> [Required work]: Find each line below that contains the string "fruit", and copy those lines. Matching is case-sensitive.

═══ Rows ═══

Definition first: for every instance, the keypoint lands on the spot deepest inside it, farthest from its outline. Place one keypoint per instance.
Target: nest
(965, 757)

═══
═══ Rows ═══

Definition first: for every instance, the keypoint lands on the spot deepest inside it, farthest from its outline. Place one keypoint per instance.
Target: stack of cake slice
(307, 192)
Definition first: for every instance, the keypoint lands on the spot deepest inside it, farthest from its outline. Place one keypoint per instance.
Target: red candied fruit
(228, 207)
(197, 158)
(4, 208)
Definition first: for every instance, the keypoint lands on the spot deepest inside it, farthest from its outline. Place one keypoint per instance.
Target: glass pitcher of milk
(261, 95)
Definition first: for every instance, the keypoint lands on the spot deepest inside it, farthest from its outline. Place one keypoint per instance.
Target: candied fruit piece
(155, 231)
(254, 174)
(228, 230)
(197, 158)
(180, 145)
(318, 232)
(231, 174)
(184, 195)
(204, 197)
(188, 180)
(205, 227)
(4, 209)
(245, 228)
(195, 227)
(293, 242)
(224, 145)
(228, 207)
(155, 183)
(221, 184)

═══
═══ Rows ═══

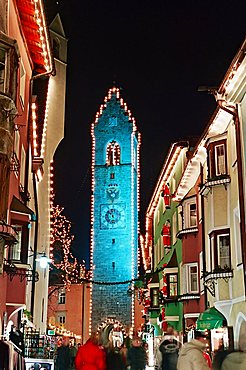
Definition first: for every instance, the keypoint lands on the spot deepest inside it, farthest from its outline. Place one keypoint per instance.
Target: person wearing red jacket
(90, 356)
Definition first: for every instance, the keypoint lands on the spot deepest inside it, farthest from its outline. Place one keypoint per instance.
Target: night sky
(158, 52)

═══

> [Reply]:
Target: red candied fruit
Target: candied fruit piece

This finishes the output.